**Tasks to carry out**
A: How would you translate this sentence from the Leicester church history into Spanish: "The meeting house was a very rude structure without embellishments or, indeed, conveniences of any kind."
B: Can you extend the Leicester church history, picking up after its final sentence?

:: Passage provided

As the religious affairs of early New England were conducted by the state, they form an almost inseparable part of its history. The first church had been built on the common, in Leicester, before the year 1719 arrived. It was erected by Captain Eleazer How, who, because he had been building the church, had not settled his own lot May 21, 1719, and was, in consequence, given until January 20 to do it. The meeting house was a very rude structure without embellishments or, indeed, conveniences of any kind. Later, each family built its own pew and furnished it with a foot-stove, if any heat was desired, and seats.

In November, 1720, the town voted “that Mr. David Parsons be our Gospel minster.” He was to have “the forty-acre lot next the meeting house, a salary of sixty pounds, and sixty pounds settlement.” As he hesitated to accept these terms, thirty of the settlers agreed to add to this amount so that the salary should be seventy-five pounds, and the settlement one hundred. He accepted this and became pastor in 1721. The town soon found itself short of funds and consequently could not pay the salary agreed upon. Within six years it was voted “that the town be willing that Mr. Parsons should remove and remain out of this town.” Thus began a quarrel that lasted for sixteen years. Mr. Parsons finally left March sixth, 1735, but died and was buried in Leicester. His grave is a few feet north of the house now occupied by Col. E. J. Russell on Paxton Street.

::::
:: Entries provided

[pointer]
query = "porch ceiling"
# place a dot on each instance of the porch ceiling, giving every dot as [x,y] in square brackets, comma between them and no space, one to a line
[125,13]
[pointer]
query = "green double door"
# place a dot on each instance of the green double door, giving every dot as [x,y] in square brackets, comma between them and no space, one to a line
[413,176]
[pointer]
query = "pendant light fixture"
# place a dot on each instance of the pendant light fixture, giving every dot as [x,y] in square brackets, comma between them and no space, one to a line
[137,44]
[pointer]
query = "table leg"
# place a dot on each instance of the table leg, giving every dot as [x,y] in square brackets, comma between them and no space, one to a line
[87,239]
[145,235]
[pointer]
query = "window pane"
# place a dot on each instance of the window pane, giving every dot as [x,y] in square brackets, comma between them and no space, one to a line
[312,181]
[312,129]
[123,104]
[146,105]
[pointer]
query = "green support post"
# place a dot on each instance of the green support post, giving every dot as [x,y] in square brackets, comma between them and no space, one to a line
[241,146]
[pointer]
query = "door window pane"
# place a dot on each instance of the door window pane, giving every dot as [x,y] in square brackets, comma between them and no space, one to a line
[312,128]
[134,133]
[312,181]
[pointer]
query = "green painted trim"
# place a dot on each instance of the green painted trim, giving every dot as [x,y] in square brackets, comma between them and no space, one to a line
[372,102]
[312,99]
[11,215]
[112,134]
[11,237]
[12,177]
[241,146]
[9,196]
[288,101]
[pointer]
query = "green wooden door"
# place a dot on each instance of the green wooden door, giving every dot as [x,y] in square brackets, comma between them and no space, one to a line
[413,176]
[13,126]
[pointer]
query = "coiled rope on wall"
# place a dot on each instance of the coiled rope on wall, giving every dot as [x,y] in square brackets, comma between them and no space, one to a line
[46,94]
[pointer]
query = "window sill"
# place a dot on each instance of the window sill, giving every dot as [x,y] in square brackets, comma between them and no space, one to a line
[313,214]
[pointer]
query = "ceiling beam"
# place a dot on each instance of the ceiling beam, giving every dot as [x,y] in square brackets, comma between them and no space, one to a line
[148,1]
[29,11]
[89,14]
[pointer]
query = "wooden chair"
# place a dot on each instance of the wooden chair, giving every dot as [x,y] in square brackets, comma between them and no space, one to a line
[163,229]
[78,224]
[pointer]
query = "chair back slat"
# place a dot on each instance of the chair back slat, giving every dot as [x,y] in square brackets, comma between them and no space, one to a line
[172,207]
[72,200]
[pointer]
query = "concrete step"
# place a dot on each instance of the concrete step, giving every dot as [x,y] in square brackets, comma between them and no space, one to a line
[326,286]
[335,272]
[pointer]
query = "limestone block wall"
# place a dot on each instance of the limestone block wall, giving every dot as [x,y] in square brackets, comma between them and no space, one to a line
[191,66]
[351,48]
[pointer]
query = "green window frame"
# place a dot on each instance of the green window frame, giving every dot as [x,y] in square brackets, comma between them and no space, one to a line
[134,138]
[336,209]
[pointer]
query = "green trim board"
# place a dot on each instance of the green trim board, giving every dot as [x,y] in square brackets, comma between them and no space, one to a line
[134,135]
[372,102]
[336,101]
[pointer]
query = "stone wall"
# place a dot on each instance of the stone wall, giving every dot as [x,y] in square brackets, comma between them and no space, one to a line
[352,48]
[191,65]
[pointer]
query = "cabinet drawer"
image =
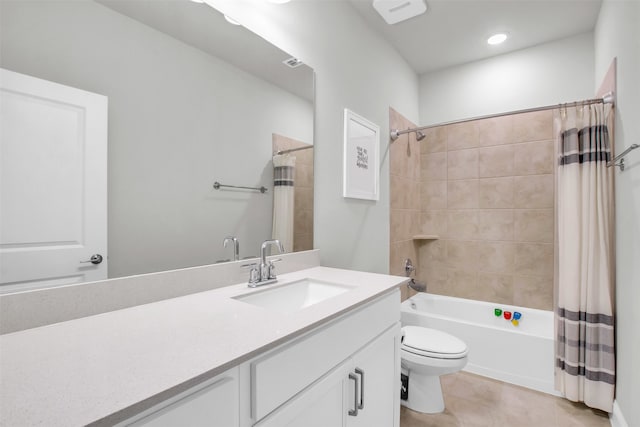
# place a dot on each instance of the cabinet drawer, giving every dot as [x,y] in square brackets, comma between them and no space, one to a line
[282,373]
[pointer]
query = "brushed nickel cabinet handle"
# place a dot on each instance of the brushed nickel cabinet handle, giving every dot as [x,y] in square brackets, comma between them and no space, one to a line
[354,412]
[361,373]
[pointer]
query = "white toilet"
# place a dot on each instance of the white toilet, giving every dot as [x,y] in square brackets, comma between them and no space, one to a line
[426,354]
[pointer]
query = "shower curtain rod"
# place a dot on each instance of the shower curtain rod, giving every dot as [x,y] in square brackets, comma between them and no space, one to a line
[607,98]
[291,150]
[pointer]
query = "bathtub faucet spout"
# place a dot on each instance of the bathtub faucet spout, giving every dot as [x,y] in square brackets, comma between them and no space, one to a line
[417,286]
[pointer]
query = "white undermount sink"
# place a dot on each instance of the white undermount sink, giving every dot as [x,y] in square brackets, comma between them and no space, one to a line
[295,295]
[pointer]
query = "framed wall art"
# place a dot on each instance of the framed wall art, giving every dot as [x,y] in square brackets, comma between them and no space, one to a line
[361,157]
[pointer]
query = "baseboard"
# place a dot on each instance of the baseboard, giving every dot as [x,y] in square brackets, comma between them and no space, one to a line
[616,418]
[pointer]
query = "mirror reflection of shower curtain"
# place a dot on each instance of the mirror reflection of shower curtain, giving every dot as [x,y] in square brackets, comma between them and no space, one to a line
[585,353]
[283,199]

::::
:: Entries provided

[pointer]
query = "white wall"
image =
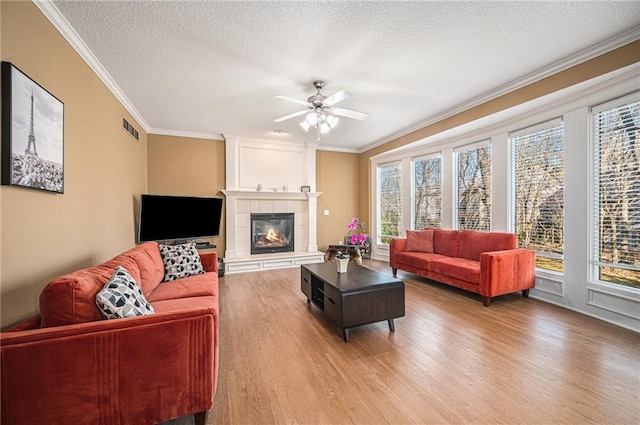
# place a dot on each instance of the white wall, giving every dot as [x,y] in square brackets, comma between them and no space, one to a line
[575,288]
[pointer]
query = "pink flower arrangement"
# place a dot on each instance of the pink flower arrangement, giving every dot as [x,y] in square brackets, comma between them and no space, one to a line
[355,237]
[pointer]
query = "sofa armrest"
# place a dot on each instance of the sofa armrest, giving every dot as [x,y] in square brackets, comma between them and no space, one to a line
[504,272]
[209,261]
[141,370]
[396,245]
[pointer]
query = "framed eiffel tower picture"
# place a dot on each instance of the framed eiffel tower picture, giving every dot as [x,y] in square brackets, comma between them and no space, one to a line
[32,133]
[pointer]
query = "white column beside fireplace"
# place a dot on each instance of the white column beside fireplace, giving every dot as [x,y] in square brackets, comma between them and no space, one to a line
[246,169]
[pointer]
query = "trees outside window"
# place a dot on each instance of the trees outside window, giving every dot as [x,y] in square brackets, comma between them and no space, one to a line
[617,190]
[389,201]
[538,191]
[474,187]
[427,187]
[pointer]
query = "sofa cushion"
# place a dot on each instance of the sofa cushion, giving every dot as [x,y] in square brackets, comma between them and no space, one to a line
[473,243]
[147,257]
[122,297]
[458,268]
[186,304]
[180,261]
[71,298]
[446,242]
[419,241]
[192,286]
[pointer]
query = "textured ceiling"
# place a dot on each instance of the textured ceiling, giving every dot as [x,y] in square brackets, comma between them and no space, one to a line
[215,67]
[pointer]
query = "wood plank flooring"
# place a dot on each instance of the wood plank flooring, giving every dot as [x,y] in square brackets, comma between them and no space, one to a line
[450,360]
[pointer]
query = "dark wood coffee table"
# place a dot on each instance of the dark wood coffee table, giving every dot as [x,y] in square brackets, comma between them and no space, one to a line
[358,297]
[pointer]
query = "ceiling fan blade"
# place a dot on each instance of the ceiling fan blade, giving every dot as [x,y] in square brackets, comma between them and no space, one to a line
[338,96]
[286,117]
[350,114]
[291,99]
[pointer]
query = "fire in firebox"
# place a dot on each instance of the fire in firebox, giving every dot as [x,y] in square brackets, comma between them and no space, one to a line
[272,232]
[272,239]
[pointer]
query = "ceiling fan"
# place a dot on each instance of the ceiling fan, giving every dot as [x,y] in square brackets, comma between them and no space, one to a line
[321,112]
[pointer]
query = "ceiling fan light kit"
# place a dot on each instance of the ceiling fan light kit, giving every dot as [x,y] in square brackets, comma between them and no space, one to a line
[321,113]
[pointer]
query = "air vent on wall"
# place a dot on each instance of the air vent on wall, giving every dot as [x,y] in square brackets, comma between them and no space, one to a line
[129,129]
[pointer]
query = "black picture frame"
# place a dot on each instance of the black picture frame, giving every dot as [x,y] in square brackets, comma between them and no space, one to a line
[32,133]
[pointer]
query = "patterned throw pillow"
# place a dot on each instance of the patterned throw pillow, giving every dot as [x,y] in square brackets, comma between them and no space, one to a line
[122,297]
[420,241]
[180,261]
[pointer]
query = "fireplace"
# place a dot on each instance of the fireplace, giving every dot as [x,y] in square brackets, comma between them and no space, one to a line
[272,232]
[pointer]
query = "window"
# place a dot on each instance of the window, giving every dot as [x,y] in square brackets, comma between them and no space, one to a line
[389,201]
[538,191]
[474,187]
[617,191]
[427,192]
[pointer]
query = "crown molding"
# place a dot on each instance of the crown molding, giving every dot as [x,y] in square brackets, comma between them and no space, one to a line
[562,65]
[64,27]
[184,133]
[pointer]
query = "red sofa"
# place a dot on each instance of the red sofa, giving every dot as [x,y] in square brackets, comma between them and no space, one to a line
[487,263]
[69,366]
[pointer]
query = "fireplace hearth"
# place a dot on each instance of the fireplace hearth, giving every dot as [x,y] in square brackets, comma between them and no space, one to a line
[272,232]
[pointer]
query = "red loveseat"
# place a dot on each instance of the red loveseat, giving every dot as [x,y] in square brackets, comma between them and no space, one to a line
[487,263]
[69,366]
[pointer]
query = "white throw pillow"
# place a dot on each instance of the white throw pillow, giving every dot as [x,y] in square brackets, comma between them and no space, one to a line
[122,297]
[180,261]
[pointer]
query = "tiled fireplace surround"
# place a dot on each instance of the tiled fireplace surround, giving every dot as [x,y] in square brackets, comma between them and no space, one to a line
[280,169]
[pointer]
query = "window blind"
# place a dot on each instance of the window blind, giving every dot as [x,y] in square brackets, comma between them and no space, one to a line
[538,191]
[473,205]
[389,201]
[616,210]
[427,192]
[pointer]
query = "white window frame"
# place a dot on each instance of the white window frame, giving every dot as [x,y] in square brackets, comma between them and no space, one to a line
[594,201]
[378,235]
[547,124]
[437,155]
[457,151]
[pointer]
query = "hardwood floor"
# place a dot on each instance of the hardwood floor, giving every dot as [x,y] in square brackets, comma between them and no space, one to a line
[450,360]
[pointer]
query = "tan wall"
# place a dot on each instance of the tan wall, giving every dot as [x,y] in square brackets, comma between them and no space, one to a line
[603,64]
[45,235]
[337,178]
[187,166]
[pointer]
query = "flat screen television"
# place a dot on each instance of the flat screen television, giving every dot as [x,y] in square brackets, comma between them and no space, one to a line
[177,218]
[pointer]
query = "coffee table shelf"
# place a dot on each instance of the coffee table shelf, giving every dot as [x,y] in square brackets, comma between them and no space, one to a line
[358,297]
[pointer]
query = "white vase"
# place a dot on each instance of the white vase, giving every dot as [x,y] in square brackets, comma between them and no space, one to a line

::::

**Answer list**
A: La casa de reuniones era una estructura muy tosca, sin adornos ni, de hecho, comodidades de ningún tipo.

B:
The third pastor, Rev. Joseph Roberts, was eccentric and a miser. After his death, at the age of ninety-six, bags of money were found hoarded in his garret, he having lived in extreme poverty,

A second meeting house was built, a little in the rear of the old site, in 1784. This was moved to the location of the present Congregational church in 1826, and sold in 1867, moved to the rear of the Academy and used for a gymnasium and some time for dormitories, until demolished in 1908.

The third church was a fine example of the best church architecture of that period. It was struck by lightning and burned in 1901. A stone church, dedicated the following year, now occupies nearly the same spot. The early New England faith, you will remember, was Orthodox.

Corner of Paxton and Main Streets
Corner of Paxton and Main Streets

The sixth pastor was the Rev. John Nelson, D. D., to whose memory the present edifice was erected. He “exercised a deep and abiding influence on his church and the community” for fifty-nine years and a little more than nine months. He came to Leicester in 1812. Rev. Amos H. Coolidge held the pastorate of the church for thirty-seven years.

A Society of Friends was organized about eighteen years after the incorporation of Leicester. In 1732 eight men resident in Leicester declared themselves to be Friends. The first meeting house was built in 1739, the second in 1791, at the north end of the cemetery, on Earle Street. In 1826 the Society had about one hundred and twenty members, mostly of the Mulberry Grove neighborhood. Today there is only the little Quaker burying ground and the memory left.

In 1777 a colony of Jews, the most prominent of them Aaron Lopez, came here from Newport, Rhode Island, to escape the threatened British invasion. The colony numbered about seventy persons, twelve of whom were slaves, was wealthy, quiet and highly esteemed. They lived in Leicester only about five years, most of them returning to Newport.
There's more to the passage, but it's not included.